Start of DATASET CONTENT

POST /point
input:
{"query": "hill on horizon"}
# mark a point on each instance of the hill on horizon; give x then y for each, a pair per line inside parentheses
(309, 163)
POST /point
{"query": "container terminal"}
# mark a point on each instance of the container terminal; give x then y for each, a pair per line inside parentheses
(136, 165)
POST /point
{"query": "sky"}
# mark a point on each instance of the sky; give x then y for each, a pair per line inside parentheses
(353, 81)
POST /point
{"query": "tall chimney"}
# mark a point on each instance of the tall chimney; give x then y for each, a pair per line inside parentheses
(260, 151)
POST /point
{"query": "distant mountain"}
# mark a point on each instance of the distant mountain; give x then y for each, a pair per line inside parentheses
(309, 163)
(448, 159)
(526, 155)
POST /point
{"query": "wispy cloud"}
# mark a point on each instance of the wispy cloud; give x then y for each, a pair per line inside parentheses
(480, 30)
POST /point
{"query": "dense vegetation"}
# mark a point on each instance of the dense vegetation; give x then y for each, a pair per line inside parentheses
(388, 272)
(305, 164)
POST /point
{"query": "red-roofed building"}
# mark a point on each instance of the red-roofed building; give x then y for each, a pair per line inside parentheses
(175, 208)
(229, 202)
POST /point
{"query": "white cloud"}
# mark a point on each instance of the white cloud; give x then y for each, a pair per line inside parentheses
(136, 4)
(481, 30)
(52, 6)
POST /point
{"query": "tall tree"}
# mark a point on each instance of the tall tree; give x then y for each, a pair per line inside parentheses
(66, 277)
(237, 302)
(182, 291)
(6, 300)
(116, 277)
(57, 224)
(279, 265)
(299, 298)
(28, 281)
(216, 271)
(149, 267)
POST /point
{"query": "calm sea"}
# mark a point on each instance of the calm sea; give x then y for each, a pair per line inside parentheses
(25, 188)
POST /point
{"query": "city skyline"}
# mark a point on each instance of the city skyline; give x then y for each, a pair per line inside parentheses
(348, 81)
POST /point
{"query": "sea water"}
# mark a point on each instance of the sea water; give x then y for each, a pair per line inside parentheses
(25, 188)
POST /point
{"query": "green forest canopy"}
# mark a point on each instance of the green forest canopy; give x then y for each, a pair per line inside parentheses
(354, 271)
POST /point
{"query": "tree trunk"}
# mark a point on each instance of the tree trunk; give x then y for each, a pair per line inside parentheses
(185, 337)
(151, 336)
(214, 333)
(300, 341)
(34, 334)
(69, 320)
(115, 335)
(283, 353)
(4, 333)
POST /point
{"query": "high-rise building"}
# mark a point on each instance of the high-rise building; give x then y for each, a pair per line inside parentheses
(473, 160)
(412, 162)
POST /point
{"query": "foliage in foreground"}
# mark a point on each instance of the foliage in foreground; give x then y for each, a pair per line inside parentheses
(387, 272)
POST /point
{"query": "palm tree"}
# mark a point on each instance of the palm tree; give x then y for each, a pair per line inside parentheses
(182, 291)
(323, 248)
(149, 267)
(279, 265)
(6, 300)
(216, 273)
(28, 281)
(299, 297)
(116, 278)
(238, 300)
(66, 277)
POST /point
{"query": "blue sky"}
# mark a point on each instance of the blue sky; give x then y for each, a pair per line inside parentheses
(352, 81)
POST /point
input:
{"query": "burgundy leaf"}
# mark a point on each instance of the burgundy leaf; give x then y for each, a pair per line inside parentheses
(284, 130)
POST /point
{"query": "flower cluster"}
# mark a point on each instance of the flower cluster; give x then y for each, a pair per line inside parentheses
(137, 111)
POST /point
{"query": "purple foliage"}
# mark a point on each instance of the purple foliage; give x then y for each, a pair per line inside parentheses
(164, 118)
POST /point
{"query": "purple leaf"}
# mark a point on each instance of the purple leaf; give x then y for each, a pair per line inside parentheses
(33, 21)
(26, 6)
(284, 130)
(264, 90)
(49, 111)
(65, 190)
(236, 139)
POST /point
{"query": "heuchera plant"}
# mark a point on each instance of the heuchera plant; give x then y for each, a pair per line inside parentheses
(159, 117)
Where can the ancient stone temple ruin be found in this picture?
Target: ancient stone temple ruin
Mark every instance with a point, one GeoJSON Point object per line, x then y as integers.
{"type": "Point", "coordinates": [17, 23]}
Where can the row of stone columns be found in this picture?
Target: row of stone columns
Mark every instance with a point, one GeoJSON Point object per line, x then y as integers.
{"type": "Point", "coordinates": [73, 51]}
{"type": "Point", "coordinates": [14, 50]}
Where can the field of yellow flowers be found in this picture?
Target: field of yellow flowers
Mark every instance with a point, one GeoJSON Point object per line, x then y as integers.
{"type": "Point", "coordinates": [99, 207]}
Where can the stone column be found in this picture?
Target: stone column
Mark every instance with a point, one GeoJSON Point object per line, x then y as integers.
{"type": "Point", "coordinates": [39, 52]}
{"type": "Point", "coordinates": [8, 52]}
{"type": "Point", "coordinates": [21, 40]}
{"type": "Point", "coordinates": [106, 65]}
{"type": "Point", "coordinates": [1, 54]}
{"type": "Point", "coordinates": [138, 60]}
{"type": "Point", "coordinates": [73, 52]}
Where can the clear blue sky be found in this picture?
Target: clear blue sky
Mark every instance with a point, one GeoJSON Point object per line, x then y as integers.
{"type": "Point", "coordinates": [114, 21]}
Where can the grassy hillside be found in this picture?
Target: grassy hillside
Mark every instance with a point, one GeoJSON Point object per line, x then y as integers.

End of DATASET CONTENT

ASSIGNMENT
Scan the entries for the word "this". Report each line that has it.

REPLY
Where can the ancient stone temple ruin be found in this picture?
Where can the row of stone columns be found in this picture?
Where can the field of yellow flowers be found in this picture?
Where can the stone column be found in this picture?
Where can the clear blue sky be found in this picture?
Where can the grassy hillside be found in this picture?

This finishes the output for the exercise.